[Items stored from a collection]
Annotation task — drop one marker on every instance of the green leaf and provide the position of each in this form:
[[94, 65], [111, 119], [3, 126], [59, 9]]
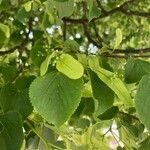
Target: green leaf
[[135, 69], [142, 100], [12, 100], [111, 80], [145, 145], [60, 0], [5, 29], [11, 137], [45, 64], [28, 6], [8, 72], [65, 9], [94, 11], [4, 33], [38, 53], [70, 67], [118, 38], [109, 114], [102, 93], [23, 82], [70, 45], [56, 95]]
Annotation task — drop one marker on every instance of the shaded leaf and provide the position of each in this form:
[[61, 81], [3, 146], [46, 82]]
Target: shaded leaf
[[11, 137], [135, 69], [142, 100], [70, 67], [55, 95]]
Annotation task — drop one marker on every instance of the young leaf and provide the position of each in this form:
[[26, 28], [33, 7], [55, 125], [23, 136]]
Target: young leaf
[[70, 67], [55, 96], [142, 100], [118, 38], [45, 64], [113, 82]]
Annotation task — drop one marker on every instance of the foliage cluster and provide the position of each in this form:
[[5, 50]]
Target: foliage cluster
[[74, 74]]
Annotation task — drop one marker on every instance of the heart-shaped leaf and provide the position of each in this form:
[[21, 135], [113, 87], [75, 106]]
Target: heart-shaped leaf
[[142, 100], [70, 67], [55, 96]]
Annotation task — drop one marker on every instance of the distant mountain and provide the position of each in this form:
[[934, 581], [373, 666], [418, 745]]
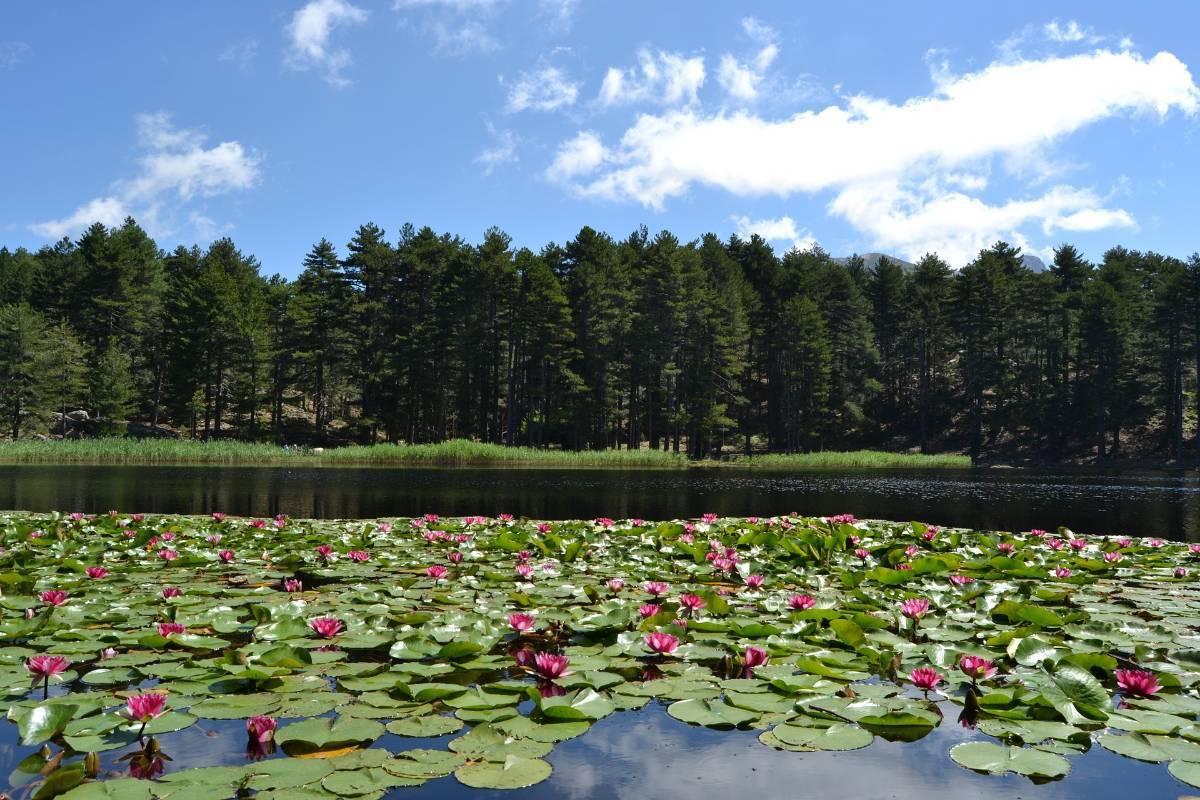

Description of the task
Copy every one of the entries above word for word, leaving the pictures out of your copy.

Worked answer
Annotation task — drop one marker on every instance of the green leaf and provide the position of each in this form:
[[94, 65], [111, 119], [3, 126], [59, 9]]
Target: green leaf
[[135, 69], [142, 100], [12, 100], [111, 80], [145, 145], [60, 0], [5, 29], [11, 137], [45, 64], [28, 6], [8, 72], [65, 9], [94, 11], [4, 33], [38, 53], [70, 67], [118, 38], [109, 114], [102, 93], [23, 82], [70, 45], [56, 95]]
Annotation task — drop one marker on every instance of the shaded leaf and provide the position of each in this form:
[[61, 81], [3, 146], [46, 82]]
Target: shaded leaf
[[11, 137], [135, 69], [142, 100], [70, 67], [55, 95]]
Annotation task — drop one marker on every instance of the young leaf and provide the position of each in this form:
[[26, 28], [33, 7], [55, 125], [23, 136]]
Target: young leaf
[[70, 67], [55, 96], [142, 100], [118, 38], [45, 64], [113, 82]]
Annotation task — drop one marker on every instance of the foliage cluster and provide the position of each in this form:
[[5, 50]]
Target: foliage cluster
[[74, 74]]
Annotation task — drop one marker on every instance of the heart-shaped leaf and provide the position of each in this form:
[[21, 135], [113, 87], [75, 106]]
Target: heart-shaped leaf
[[142, 100], [70, 67], [55, 96]]
Annotation task — drop one marker on every instance of the distant mountain and provide the position of each in this form:
[[934, 581], [373, 666], [418, 745]]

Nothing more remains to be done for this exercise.